Entries supplied:

* * * *

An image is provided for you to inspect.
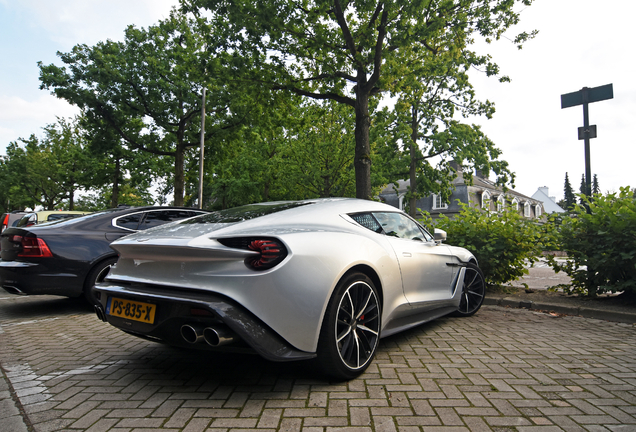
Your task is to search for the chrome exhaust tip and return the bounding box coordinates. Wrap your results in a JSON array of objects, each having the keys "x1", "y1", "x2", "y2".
[
  {"x1": 203, "y1": 327, "x2": 236, "y2": 347},
  {"x1": 95, "y1": 305, "x2": 108, "y2": 322},
  {"x1": 181, "y1": 324, "x2": 204, "y2": 344}
]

* * * *

The exercise: Which lines of the items above contain the string "Wrap" with its exact capitalization? Copy out each of those lines.

Written solution:
Your task is to search for the chrome exhaust tip and return the bounding box coordinates. Wrap your results in a JSON array of objects, each having the keys "x1", "y1", "x2", "y2".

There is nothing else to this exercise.